Cuplikan Halaman
□ □ □ □ □ □ □

Gas Industri Mahal, Jokowi: Saya Mau Ngomong Kasar tapi Enggak Jadi
- ANTARA FOTO/Akbar Nugroho Gumay
VIVA – Presiden Joko Widodo memimpin rapat terbatas terkait ketersediaan gas untuk industri di Kantor Presiden, Jakarta, Senin 6 Januari 2020. Rapat ini dihadiri menteri sektor terkait, termasuk dari kalangan badan usaha.Â
Jokowi menegaskan, perihal harga gas yang mahal ini sudah berkali-kali dibahas di tingkat rapat terbatas.
"Tetapi, sampai detik ini kita belum bisa menyelesaikan mengenai harga gas kita yang mahal," kata Jokowi.
Kepala Negara mengatakan, gas bukan semata-mata hanya sebagai komoditas. Namun, melainkan juga sebagai modal pembangunan yang memeperkuat industri di Indonesia.

□ □ □ □ □ □ □

Daftar Tugas
1: Salin persis bagian berita tentang harga gas industri, dari "Kepala Negara mengatakan, gas" sampai "industri di Indonesia.".
2: Dalam berita tentang harga gas industri, kapan dan di mana Presiden Joko Widodo memimpin rapat terbatas itu?
3: Lanjutkan berita tentang harga gas industri mulai setelah kalimat terakhirnya.

□ □ □ □ □ □ □

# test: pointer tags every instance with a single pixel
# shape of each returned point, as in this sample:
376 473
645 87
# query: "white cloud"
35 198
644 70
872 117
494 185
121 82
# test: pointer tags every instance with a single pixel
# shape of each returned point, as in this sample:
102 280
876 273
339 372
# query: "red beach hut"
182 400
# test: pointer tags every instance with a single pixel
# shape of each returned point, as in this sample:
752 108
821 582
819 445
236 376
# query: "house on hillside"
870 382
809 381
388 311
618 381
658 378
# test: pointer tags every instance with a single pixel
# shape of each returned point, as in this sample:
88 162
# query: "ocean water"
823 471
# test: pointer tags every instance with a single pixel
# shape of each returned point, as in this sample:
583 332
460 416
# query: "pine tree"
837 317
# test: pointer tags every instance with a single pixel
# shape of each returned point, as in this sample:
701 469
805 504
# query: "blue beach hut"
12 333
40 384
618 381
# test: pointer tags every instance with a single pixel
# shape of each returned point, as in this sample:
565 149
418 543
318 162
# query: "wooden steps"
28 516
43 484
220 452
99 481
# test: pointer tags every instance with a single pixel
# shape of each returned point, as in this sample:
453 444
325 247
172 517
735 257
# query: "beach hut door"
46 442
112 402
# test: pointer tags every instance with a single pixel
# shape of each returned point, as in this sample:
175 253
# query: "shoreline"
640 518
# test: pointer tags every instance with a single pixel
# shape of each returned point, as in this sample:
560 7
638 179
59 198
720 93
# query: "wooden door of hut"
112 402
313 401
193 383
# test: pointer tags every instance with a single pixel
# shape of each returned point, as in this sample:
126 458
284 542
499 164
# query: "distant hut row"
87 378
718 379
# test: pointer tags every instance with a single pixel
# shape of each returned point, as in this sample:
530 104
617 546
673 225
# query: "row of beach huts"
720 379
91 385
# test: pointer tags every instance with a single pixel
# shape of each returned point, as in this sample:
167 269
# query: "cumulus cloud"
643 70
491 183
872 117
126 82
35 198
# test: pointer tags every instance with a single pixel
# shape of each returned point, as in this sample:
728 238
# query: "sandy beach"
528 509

□ □ □ □ □ □ □

Jawaban Tiap Tugas
1:
Kepala Negara mengatakan, gas bukan semata-mata hanya sebagai komoditas. Namun, melainkan juga sebagai modal pembangunan yang memeperkuat industri di Indonesia.

2: Senin, 6 Januari 2020, di Kantor Presiden, Jakarta.

3:
Dia pun meminta laporan mengenai pelaksanaan Peraturan Presiden Nomor 40 Tahun 2016 tentang Penetapan Harga Gas Bumi, khususnya untuk tujuh bidang industri yang telah ditetapkan. Dari sisi pengguna gas, Jokowi menegaskan bahwa harga gas perlu diturunkan.
"Saya tadi mau ngomong yang kasar, tetapi enggak jadi," ujar diaÂ
Jokowi melanjutkan, ada enam sektor industri yang menggunakan 80 persen volume gas industri di Indonesia. Yaitu, pembangkit listrik, industri kimia, industri makanan, industri keramik, industri baja, industri pupuk hingga industri gelas.
"Artinya, ketika porsi gas sangat besar pada struktur biaya produksi, maka harga gas akan sangat berpengaruh pada daya saing produk industri kita di pasar dunia. Kita kalah terus produk-produk kita, gara-gara harga gas yang mahal," ujarnya.Â
Karena itu, dia meminta soal harga gas ini agar dihitung dan dikalkulasi supaya lebih kompetitif. Dia meminta, semua pihak melihat betul apa penyebab tingginya harga mulai dari hulu, biaya penyaluran atau transmisi, hingga Infrastruktur yang belum terintegrasi.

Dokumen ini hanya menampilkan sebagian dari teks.